AIM OF THE TASK
Transcribe all of the listing below in full.

|---|

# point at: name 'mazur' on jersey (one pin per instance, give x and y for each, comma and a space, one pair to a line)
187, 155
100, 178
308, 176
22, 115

|---|

REPLY
# point at: name 'mazur' on jersey (one pin per instance, give x and y for each, comma and a space, one pair to a line)
187, 155
100, 178
308, 176
22, 115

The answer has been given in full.